- [Supplied information]
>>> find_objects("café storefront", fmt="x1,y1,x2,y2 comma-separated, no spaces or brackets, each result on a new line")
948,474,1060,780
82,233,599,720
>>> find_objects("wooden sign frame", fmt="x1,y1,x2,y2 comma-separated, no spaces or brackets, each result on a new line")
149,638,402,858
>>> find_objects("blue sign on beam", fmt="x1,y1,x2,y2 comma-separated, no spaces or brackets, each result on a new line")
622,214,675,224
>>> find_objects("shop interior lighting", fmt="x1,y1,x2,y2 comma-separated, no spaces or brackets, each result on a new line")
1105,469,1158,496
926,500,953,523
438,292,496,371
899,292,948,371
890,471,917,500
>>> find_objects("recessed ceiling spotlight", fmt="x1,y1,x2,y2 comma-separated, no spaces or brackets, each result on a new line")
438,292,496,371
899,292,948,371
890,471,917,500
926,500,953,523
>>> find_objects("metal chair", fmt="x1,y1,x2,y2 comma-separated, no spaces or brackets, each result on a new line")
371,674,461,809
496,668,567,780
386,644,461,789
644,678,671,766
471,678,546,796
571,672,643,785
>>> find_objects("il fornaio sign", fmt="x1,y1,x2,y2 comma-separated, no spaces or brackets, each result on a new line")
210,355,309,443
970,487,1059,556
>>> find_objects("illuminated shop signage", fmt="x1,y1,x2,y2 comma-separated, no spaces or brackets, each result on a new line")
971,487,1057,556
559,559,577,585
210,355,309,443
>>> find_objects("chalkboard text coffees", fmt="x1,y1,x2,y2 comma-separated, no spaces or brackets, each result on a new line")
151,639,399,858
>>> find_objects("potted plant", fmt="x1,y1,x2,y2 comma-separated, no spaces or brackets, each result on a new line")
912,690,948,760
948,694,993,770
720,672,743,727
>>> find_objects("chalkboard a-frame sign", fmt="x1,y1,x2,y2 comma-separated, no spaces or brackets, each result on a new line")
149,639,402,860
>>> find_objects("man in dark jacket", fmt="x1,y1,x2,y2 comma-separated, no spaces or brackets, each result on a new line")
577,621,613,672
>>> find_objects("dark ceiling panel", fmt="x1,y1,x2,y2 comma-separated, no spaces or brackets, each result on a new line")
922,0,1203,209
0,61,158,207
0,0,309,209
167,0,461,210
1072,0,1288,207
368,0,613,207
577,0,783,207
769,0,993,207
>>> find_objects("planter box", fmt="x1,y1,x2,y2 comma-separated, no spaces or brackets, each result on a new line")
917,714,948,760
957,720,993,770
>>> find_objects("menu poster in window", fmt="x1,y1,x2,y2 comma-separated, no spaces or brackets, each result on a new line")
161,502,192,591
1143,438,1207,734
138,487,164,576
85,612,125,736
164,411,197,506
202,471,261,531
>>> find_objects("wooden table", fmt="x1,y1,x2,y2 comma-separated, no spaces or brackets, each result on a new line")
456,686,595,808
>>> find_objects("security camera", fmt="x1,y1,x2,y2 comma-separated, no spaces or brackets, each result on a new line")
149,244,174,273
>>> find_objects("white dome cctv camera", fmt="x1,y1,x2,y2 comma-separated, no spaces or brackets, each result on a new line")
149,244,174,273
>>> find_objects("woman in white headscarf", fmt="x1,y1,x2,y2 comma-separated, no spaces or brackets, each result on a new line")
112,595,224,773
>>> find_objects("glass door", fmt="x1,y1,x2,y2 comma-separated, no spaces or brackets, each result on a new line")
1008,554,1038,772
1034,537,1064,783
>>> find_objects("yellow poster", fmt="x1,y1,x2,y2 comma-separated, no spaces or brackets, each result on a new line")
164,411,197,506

- [Job] Can you reproduce every line of the material above, character for character, with nothing added or left out?

- [Solution to the problem]
>>> find_objects("café storefront", fmt="x1,y1,x2,y2 comma-separated, no spaces or brackets, each result on a new line")
948,474,1060,780
82,233,599,720
>>> find_objects("wooden sign frame", fmt="x1,y1,x2,y2 comma-separated, no spaces or brackets, each result on a new line")
149,638,402,858
>>> find_objects("blue sign on beam", fmt="x1,y1,x2,y2 comma-separated, no spaces or brackets, each result on a new line")
622,214,675,224
>>> find_objects("shop interior lighting", fmt="x1,y1,x2,y2 comma-separated, no spaces or brackets, each result on a new line")
1105,469,1158,496
926,500,953,523
438,292,496,371
899,292,948,371
890,471,917,500
>>> find_objects("recessed ceiling spotlight", fmt="x1,y1,x2,y2 comma-separated, no spaces or brackets, each result on a new line")
438,292,496,371
899,292,948,371
890,471,917,500
926,500,953,523
>>> find_objects("metal chair", fmt="x1,y1,x2,y2 comma-separated, no spaces or brackets, each result on a new line")
371,674,461,809
496,668,567,780
386,644,461,789
644,678,671,766
471,678,546,796
571,672,643,785
>>> find_objects("il fornaio sign", fmt="x1,y1,x2,y2 comma-separated, no spaces or brackets, each result on a new line")
210,355,309,443
970,487,1059,556
>>> find_objects("illuminated shop signage", fmt="x1,y1,x2,y2 comma-separated, no spaces or brackets, each result on a new line")
971,487,1057,556
559,559,577,585
210,355,309,443
>>> find_objects("chalkboard text coffees", fmt="x1,y1,x2,y2 comma-separated, no spaces or brackets, each result on a new line")
151,639,399,858
>>> find_objects("potted plant", fmt="x1,y1,x2,y2 comma-separated, no spaces or brackets, each result on a new line")
912,690,948,760
948,694,993,770
720,672,743,727
>>> find_objects("chalkboard a-frame sign", fmt="x1,y1,x2,y2 comma-separated, no spaces or brackets, each result on a new line")
149,639,402,860
>>> find_objects("man in dark jacket", fmt="x1,y1,x2,y2 comma-separated, no spaces or brackets, each result on a new line")
577,621,613,672
>>> find_objects("dark ceiling panel", fmt="x1,y1,x2,y2 comma-separated, no spaces or brackets, each result on a new line")
922,0,1203,209
0,61,158,207
0,0,309,209
167,0,461,210
1072,0,1288,207
368,0,613,207
577,0,783,207
769,0,993,207
>>> find_objects("planter box", fmt="x1,y1,x2,y2 comma-separated, no spaces or brackets, each result on a new line")
917,714,948,760
957,720,993,770
>>> find_objects("menu poster in window", fmt="x1,y1,x2,y2 comma-separated, no spaces or brackets, each result on a new line")
161,502,192,591
1143,438,1207,734
138,487,164,576
85,612,125,736
164,411,197,506
202,471,261,531
>>> find_objects("wooden table", fmt="x1,y1,x2,y2 comma-separated, no spaces or brackets, each result on a new line")
456,686,595,808
>>> find_objects("security camera", fmt="x1,y1,x2,y2 comma-separated, no spaces or brackets, each result on a new line")
149,244,174,273
>>> find_objects("white dome cctv camera", fmt="x1,y1,x2,y2 comma-separated, no spaces or brackets, each result on a new line")
149,244,174,273
>>> find_objects("woman in white headscarf", fmt="x1,y1,x2,y2 comma-separated, no spaces or brackets, each result on a new line")
112,595,224,773
>>> find_objects("glass door", fmt="x1,y1,x2,y2 comma-separated, no spaces or brackets, each result on a new line")
1008,554,1038,772
1034,537,1064,783
>>> find_objects("yellow poster", fmt="x1,y1,x2,y2 comma-separated, no spaces or brackets, each result on a new line")
164,411,197,506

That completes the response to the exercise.